• Exercise objective: Print out the material that follows word for word.

• Stored records:
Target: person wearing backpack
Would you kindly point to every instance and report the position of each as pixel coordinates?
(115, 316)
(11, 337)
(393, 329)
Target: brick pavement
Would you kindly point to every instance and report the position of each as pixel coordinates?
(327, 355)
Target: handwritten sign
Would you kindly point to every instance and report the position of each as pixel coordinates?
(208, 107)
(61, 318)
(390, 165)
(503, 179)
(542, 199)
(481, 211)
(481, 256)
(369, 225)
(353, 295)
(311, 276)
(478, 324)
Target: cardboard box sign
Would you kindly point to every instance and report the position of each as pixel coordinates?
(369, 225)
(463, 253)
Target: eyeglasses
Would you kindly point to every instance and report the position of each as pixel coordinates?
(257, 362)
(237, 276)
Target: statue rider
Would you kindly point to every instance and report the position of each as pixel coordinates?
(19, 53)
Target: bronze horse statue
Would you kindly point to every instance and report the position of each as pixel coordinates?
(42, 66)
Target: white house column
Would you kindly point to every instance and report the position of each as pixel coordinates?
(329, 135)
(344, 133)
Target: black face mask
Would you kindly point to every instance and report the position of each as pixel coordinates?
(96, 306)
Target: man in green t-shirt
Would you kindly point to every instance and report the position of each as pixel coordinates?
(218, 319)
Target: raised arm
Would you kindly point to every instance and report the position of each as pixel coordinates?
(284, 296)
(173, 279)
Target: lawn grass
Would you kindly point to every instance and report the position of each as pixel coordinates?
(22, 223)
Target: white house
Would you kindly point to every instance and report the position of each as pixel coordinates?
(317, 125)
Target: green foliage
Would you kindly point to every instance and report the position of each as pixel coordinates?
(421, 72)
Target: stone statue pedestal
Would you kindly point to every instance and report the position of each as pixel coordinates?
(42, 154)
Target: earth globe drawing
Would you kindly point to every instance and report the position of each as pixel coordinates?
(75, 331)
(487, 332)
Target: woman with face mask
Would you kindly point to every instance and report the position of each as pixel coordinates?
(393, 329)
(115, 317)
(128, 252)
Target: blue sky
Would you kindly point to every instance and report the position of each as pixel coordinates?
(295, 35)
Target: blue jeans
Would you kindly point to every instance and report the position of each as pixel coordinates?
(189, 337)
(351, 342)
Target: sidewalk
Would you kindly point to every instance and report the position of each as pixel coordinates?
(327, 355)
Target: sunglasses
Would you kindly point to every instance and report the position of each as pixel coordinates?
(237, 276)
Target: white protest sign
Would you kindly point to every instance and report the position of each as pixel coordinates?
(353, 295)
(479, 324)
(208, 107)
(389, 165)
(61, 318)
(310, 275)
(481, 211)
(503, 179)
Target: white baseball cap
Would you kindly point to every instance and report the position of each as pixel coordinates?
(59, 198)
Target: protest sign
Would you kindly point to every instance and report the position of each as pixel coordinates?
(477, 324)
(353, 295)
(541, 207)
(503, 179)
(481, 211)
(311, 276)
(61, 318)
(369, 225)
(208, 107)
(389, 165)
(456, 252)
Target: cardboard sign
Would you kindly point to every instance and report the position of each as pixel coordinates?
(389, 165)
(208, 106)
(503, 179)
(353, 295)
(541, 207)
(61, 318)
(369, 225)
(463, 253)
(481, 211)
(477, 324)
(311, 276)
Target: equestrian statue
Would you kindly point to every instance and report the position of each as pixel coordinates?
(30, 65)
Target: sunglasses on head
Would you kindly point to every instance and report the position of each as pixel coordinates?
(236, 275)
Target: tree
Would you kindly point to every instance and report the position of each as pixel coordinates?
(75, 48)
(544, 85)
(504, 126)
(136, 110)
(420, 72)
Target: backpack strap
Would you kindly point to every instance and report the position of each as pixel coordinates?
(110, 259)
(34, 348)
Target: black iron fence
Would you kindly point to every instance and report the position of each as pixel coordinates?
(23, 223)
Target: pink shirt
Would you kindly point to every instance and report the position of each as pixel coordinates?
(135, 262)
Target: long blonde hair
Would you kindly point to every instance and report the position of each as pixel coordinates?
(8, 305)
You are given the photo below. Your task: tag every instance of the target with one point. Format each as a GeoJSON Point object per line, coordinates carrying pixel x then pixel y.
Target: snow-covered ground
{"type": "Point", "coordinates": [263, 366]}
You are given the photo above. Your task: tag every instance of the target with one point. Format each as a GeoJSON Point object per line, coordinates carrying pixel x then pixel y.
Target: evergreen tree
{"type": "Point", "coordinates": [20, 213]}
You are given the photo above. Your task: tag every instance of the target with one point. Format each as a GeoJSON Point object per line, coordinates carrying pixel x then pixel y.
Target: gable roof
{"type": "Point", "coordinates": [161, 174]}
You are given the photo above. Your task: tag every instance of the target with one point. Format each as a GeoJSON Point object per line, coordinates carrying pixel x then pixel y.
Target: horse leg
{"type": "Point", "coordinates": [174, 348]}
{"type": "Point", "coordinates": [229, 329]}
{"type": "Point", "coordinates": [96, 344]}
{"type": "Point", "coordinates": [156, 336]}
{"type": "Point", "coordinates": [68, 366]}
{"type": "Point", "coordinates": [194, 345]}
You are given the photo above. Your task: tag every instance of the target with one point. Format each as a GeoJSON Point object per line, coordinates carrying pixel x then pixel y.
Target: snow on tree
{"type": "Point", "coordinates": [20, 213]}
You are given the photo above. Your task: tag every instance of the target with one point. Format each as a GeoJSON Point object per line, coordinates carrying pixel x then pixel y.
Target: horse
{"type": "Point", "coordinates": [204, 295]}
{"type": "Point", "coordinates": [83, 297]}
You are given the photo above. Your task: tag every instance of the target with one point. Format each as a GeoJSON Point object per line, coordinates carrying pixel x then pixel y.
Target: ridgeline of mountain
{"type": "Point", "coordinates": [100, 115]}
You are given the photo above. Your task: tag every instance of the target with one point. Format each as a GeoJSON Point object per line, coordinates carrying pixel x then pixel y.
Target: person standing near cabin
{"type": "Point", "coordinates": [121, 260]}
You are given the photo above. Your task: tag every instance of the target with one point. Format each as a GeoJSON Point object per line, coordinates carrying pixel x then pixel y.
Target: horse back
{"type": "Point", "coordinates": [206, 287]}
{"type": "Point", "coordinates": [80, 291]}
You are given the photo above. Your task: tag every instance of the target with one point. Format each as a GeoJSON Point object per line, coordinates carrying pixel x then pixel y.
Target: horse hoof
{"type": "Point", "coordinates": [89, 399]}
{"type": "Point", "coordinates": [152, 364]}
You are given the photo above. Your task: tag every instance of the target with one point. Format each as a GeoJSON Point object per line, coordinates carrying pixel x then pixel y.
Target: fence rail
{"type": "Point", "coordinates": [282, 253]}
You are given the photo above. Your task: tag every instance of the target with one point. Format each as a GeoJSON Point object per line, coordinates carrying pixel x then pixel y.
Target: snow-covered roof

• Exercise solution:
Target: person wearing backpack
Would you kindly point to every instance and report the position of each as pixel coordinates?
(115, 316)
(11, 337)
(393, 329)
Target: brick pavement
Would you kindly point to every instance and report the position of each as pixel coordinates?
(327, 355)
Target: handwritten sign
Would you kindly point to every instance and report the position of each as pixel coordinates?
(208, 107)
(61, 318)
(390, 165)
(503, 179)
(542, 199)
(481, 211)
(481, 256)
(369, 225)
(353, 295)
(311, 276)
(478, 324)
Target: cardboard box sign
Would you kindly point to every instance and report the position of each as pixel coordinates?
(369, 225)
(463, 253)
Target: eyeglasses
Would you kindly point to every instance and report the position of each as pixel coordinates?
(257, 362)
(237, 276)
Target: statue rider
Would you kindly point to every instance and report the position of each as pixel coordinates?
(19, 53)
Target: bronze horse statue
Would you kindly point to every instance and report the position of each as pixel coordinates?
(42, 66)
Target: white house column
Would you kindly point to every instance and report the position of each as pixel coordinates?
(329, 135)
(344, 133)
Target: black face mask
Would you kindly point to every instance and report the position of each as pixel coordinates?
(96, 306)
Target: man in green t-shirt
Would you kindly point to every instance and report the position of each as pixel coordinates?
(218, 319)
Target: raised arm
Would you kindly point to every instance and report the position of each as pixel coordinates?
(284, 296)
(173, 279)
Target: lawn grass
Would you kindly point to every instance and report the position of each as pixel coordinates?
(22, 223)
Target: white house
Would you kindly point to every instance and report the position of each as pixel coordinates?
(317, 125)
Target: green foliage
Would you kindly point to every instance and report the position of each as pixel coordinates?
(421, 72)
Target: stone statue pedestal
Would you kindly point to every instance and report the position of each as pixel coordinates?
(42, 154)
Target: earth globe drawing
Would you kindly point to every instance and report the position of each as pixel coordinates?
(75, 331)
(487, 332)
Target: woman with face mask
Would you kindly point to every instance and report the position of each as pixel coordinates?
(393, 329)
(115, 317)
(128, 252)
Target: blue sky
Would you kindly point to every instance and report the position of each as pixel coordinates?
(295, 35)
Target: blue jeans
Would you kindly point to every instance and report the position of each as pixel coordinates?
(189, 337)
(351, 342)
Target: sidewalk
Would you kindly point to every instance and report the position of each as pixel coordinates?
(327, 355)
Target: sunglasses
Would you kindly point to every instance and report the position of each as pixel coordinates?
(237, 276)
Target: white protest sign
Would you kindly point to every instance and report the position of each as pixel coordinates?
(353, 295)
(479, 324)
(208, 107)
(389, 165)
(61, 318)
(310, 275)
(481, 211)
(503, 179)
Target: white baseball cap
Would you kindly point to every instance and report the position of each as pixel coordinates?
(59, 198)
Target: protest sign
Would you kindly point to every instance and report the position of each as pixel coordinates?
(477, 324)
(353, 295)
(541, 207)
(503, 179)
(481, 211)
(311, 276)
(61, 318)
(369, 225)
(208, 107)
(389, 165)
(456, 252)
Target: cardboard sign
Would you kindly point to every instance and report the position of each as pixel coordinates?
(389, 165)
(208, 106)
(503, 179)
(353, 295)
(541, 207)
(61, 318)
(369, 225)
(463, 253)
(481, 211)
(477, 324)
(311, 276)
Target: equestrian statue
Would you kindly point to every instance and report the position of each as pixel coordinates?
(30, 65)
Target: sunglasses on head
Would you kindly point to every instance and report the position of each as pixel coordinates?
(236, 275)
Target: tree
Would you kindly point to every instance and report the position of each as pixel coordinates?
(75, 48)
(544, 85)
(504, 126)
(136, 110)
(420, 72)
Target: backpack strap
Would you kindly point to every instance and report the position of each as pixel coordinates?
(110, 259)
(34, 348)
Target: black iron fence
Would you kindly point to every instance and report the position of each as pixel coordinates?
(23, 223)
Target: pink shirt
Would you kindly point to every instance and report the position of each as pixel coordinates?
(135, 262)
Target: long blonde hair
Would you kindly point to every instance and report the position of each as pixel coordinates?
(8, 305)
You are given the photo below. Your task: tag every instance of the target with one point. Format each as a GeoJSON Point object per line, coordinates carrying pixel x then pixel y.
Target: snow-covered ground
{"type": "Point", "coordinates": [263, 366]}
You are given the photo above. Your task: tag every instance of the target with one point. Format each as a GeoJSON Point object per line, coordinates carrying pixel x then pixel y.
Target: evergreen tree
{"type": "Point", "coordinates": [20, 213]}
You are given the photo above. Your task: tag every instance of the target with one point. Format each as a GeoJSON Point object per line, coordinates carrying pixel x then pixel y.
Target: gable roof
{"type": "Point", "coordinates": [161, 174]}
You are given the photo above. Your task: tag every instance of the target with one point. Format each as a GeoJSON Point object per line, coordinates carrying pixel x then pixel y.
Target: horse leg
{"type": "Point", "coordinates": [174, 348]}
{"type": "Point", "coordinates": [229, 329]}
{"type": "Point", "coordinates": [96, 344]}
{"type": "Point", "coordinates": [156, 336]}
{"type": "Point", "coordinates": [68, 366]}
{"type": "Point", "coordinates": [194, 345]}
You are given the photo above. Your task: tag every instance of the target with one point. Format each as a GeoJSON Point object per line, coordinates carrying pixel x then pixel y.
Target: snow on tree
{"type": "Point", "coordinates": [20, 213]}
You are given the photo above. Your task: tag every instance of the target with one point. Format each as a GeoJSON Point object per line, coordinates carrying pixel x then pixel y.
Target: horse
{"type": "Point", "coordinates": [204, 295]}
{"type": "Point", "coordinates": [83, 297]}
You are given the photo above. Your task: tag every instance of the target with one point. Format each as a GeoJSON Point object per line, coordinates carrying pixel x then pixel y.
Target: ridgeline of mountain
{"type": "Point", "coordinates": [100, 115]}
You are given the photo above. Your task: tag every instance of the target with one point. Format each as a GeoJSON Point object per line, coordinates carrying pixel x then pixel y.
Target: person standing near cabin
{"type": "Point", "coordinates": [121, 260]}
You are given the photo above. Your task: tag every instance of the target with one point. Format each as a GeoJSON Point object per line, coordinates carrying pixel x then pixel y.
Target: horse back
{"type": "Point", "coordinates": [206, 287]}
{"type": "Point", "coordinates": [80, 291]}
You are given the photo above. Your task: tag every instance of the target with one point. Format each as a GeoJSON Point object per line, coordinates carrying pixel x then pixel y.
Target: horse hoof
{"type": "Point", "coordinates": [89, 399]}
{"type": "Point", "coordinates": [152, 364]}
You are given the photo above. Your task: tag every instance of the target with one point. Format each as a GeoJSON Point object per line, coordinates carrying pixel x then pixel y.
Target: fence rail
{"type": "Point", "coordinates": [282, 253]}
You are given the photo above. Your task: tag every instance of the target with one point. Format each as a GeoJSON Point object per line, coordinates carrying pixel x then pixel y.
Target: snow-covered roof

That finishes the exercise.